BRIEF »
Can you rewrite the entries below, starting at the line containing "the windshield in" and ending at the last entry, with the requests included and every coordinate in the answers shifted up by 87?

* START DATA SUPPLIED *

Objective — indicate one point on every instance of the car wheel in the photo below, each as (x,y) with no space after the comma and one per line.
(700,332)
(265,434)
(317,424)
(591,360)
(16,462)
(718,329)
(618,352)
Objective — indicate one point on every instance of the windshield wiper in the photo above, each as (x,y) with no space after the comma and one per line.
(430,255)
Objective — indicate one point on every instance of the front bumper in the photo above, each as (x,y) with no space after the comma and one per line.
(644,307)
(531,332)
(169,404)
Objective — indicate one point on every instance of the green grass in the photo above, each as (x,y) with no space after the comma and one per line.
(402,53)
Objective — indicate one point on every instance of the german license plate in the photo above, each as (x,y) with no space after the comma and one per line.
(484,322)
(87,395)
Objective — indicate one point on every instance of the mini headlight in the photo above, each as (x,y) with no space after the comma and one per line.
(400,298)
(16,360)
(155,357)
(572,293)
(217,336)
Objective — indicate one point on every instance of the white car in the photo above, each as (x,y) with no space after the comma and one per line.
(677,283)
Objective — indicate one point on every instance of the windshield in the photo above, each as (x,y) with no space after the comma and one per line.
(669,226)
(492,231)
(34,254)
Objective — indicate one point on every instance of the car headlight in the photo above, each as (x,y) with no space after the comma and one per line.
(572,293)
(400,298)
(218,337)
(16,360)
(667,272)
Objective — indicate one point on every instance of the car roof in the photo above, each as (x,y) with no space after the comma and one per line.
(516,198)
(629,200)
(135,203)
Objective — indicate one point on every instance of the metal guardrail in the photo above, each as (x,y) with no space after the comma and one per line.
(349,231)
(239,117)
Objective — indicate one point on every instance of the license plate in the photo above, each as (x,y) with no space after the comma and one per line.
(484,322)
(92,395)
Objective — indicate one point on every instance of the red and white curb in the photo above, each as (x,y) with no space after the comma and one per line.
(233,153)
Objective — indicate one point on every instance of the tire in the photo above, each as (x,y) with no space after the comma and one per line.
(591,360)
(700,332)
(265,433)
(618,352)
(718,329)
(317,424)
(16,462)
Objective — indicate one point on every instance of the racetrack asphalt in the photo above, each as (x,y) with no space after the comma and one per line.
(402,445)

* END DATA SUPPLIED *

OUTPUT FOR THIS TASK »
Objective — indicate one point on every instance of the windshield in the photo above, each as (x,y) with no space after the comma and one per line.
(756,313)
(579,318)
(121,341)
Objective — indicate one point on every instance of the car headlight in the photo above, each as (x,y) with no space after the comma and one per line.
(659,380)
(487,385)
(305,424)
(103,447)
(754,359)
Objective — indicate one point on every instance of the car roof in the photo above, each as (x,y) with no space after the comma and one per line.
(603,285)
(716,287)
(222,290)
Objective — indicate one point on every instance of the metal guardrail in the photo above, each as (x,y) with no space after the comma and one per line.
(436,318)
(326,204)
Objective — indicate one point on every instance of the license plate in the photo above, each as (x,y) with no space after the comma and one per line.
(571,409)
(179,482)
Objective — indicate one point on every instance of the red and white curb in the photo above, each as (x,y) with no space after the comma and one per line.
(320,240)
Objective — indicate one point on every instance of the tire in the photo above, each as (x,y) with no space after the comma and one per line.
(678,447)
(787,419)
(352,520)
(705,439)
(805,416)
(404,511)
(103,549)
Objective — indicate one point on every instance of the racetrack asphalt in the photo above, each as (x,y) with no space after the comma and one per line.
(489,532)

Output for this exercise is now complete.